## What is needed
Two lines in the data below mark the range: the one with "query (the phrase naming what to segment): **speckled" and the one with "query (the phrase naming what to segment): **golden". Return both, along with every line between them, exactly.

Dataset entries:

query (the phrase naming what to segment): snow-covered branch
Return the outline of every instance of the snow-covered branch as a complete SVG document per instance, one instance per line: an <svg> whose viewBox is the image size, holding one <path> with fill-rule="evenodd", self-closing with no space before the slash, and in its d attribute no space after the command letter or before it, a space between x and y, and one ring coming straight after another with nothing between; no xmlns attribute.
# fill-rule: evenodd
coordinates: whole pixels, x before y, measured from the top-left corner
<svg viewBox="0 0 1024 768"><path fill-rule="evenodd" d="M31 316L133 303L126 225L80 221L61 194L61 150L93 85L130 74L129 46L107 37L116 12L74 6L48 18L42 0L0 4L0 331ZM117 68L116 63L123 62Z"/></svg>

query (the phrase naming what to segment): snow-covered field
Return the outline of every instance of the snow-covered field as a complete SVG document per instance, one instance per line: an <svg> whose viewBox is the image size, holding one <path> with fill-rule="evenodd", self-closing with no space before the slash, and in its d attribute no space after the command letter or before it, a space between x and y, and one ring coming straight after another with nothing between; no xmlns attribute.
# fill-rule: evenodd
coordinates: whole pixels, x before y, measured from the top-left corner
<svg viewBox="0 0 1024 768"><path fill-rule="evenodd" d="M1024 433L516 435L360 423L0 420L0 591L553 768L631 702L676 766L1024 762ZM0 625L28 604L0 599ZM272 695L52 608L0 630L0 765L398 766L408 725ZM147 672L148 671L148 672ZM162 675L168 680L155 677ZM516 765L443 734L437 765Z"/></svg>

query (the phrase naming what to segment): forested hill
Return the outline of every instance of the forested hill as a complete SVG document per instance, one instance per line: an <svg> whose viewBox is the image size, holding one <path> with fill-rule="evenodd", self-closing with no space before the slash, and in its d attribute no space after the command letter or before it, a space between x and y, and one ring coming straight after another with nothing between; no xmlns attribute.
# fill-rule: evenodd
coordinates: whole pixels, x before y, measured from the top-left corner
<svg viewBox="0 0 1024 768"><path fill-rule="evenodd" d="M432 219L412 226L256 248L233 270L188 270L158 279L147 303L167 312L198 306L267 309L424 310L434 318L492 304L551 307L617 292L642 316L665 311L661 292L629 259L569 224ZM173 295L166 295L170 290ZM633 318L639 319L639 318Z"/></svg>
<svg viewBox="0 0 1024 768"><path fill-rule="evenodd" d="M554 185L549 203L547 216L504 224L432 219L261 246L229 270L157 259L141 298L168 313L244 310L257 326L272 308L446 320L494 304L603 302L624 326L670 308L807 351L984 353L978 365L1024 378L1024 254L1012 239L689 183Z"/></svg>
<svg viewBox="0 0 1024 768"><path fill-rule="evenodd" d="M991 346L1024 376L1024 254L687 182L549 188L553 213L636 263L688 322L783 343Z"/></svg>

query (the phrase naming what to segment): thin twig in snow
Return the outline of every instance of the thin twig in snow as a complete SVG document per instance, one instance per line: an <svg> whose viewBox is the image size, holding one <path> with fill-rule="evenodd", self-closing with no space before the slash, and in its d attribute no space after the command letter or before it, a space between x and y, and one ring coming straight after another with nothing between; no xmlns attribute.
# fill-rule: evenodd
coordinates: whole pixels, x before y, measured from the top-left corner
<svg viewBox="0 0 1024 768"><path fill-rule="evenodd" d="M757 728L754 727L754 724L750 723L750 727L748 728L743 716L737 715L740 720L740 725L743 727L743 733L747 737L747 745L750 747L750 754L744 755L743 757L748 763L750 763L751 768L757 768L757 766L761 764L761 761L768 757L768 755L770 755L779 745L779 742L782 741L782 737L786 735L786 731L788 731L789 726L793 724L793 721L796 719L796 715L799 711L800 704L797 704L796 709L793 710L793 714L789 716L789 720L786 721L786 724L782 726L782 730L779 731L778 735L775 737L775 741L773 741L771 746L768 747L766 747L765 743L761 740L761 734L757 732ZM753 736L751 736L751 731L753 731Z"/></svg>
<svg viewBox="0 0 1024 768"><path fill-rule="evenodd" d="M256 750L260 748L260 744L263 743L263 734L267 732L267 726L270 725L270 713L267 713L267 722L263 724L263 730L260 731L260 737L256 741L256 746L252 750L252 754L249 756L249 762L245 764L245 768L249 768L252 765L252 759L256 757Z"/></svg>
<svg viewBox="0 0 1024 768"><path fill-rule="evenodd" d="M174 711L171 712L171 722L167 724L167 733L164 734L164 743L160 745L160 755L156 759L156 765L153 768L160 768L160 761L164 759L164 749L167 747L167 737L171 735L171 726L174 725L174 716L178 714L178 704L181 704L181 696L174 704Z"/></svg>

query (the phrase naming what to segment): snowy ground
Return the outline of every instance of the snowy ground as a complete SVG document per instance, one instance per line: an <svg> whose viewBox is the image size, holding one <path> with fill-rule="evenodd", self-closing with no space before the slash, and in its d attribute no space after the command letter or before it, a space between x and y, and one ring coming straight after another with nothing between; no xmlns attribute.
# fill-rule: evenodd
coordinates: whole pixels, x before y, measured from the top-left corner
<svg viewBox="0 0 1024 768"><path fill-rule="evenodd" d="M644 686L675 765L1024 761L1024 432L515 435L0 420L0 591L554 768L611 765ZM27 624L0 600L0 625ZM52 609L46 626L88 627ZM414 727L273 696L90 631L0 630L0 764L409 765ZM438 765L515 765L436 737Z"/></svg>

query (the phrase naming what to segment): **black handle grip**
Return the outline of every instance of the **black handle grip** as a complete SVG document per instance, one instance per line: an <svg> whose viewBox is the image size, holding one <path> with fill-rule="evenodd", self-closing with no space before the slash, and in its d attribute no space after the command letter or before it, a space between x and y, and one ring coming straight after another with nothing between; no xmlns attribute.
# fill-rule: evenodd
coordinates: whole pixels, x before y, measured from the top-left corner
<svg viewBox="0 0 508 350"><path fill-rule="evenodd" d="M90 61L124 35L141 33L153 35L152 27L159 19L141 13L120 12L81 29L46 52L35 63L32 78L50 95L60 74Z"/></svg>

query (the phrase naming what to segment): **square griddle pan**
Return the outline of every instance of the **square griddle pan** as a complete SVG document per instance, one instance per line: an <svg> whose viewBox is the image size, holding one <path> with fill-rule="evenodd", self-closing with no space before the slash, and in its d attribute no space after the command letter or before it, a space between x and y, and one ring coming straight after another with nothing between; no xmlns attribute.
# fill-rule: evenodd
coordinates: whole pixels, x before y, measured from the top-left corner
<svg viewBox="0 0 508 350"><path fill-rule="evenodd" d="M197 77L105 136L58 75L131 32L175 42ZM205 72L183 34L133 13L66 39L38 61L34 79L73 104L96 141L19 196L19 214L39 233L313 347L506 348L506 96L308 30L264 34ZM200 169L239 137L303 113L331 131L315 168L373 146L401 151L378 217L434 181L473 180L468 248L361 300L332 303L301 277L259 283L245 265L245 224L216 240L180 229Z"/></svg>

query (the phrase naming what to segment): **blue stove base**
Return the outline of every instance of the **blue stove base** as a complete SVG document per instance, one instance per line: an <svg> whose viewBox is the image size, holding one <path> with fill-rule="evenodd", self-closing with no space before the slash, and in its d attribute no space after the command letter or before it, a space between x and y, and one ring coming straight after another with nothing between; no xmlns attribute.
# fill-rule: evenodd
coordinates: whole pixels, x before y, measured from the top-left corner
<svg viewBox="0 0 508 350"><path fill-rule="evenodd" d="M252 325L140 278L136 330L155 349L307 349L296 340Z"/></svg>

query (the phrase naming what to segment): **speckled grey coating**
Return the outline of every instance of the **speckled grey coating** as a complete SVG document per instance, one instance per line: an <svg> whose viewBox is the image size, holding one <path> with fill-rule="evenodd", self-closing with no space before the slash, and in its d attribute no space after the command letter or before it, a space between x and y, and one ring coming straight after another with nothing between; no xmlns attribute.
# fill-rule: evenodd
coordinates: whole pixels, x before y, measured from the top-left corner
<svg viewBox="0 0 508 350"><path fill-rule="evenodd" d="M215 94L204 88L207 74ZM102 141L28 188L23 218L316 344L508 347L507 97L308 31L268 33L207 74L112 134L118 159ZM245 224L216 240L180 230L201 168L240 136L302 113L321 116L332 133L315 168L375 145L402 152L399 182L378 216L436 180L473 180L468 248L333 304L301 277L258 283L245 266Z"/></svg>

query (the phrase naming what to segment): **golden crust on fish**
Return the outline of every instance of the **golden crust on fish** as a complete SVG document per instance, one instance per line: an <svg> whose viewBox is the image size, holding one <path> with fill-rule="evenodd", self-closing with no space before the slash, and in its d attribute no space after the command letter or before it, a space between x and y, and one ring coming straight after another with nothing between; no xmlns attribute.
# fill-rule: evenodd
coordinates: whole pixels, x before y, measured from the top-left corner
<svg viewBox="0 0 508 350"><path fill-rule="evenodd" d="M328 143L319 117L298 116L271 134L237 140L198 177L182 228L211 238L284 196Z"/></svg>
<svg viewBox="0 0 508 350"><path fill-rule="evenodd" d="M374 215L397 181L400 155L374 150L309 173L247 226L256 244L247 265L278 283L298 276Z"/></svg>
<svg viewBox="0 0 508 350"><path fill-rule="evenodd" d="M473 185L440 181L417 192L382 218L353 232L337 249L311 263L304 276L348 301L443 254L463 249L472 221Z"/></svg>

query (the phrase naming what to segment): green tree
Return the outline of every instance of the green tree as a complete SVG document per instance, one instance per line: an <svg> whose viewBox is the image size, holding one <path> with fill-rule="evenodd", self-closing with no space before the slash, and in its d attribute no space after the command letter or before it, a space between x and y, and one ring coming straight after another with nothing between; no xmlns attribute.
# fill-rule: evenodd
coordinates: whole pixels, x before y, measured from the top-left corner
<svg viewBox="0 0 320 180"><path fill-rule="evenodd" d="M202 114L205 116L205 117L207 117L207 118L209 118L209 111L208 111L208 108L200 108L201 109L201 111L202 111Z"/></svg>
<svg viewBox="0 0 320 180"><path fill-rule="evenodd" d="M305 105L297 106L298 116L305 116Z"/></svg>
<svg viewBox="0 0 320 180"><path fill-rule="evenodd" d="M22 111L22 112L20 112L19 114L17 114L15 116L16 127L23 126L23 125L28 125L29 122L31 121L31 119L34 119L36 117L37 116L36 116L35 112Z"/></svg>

## Answer to this task
query (the phrase naming what to segment): **speckled grey coating**
Return the outline of every instance of the **speckled grey coating** as a complete SVG document per instance, one instance per line: an <svg> whose viewBox is the image size, holding one <path> with fill-rule="evenodd", self-closing with no space before the slash, and in its d attribute no space after the command letter or before it, a space between x and y, and one ring coming straight after another with nothing between; no xmlns attribute.
# fill-rule: evenodd
coordinates: whole pixels, x before y, measured from the top-left corner
<svg viewBox="0 0 508 350"><path fill-rule="evenodd" d="M215 94L204 88L207 74ZM102 141L28 188L23 218L316 344L508 347L507 97L308 31L268 33L207 74L112 134L118 159ZM245 224L216 240L180 230L201 168L240 136L302 113L321 116L332 133L315 168L375 145L402 152L399 182L378 216L436 180L473 180L468 248L333 304L301 277L258 283L245 266Z"/></svg>

query (the phrase naming what to segment): **golden crust on fish**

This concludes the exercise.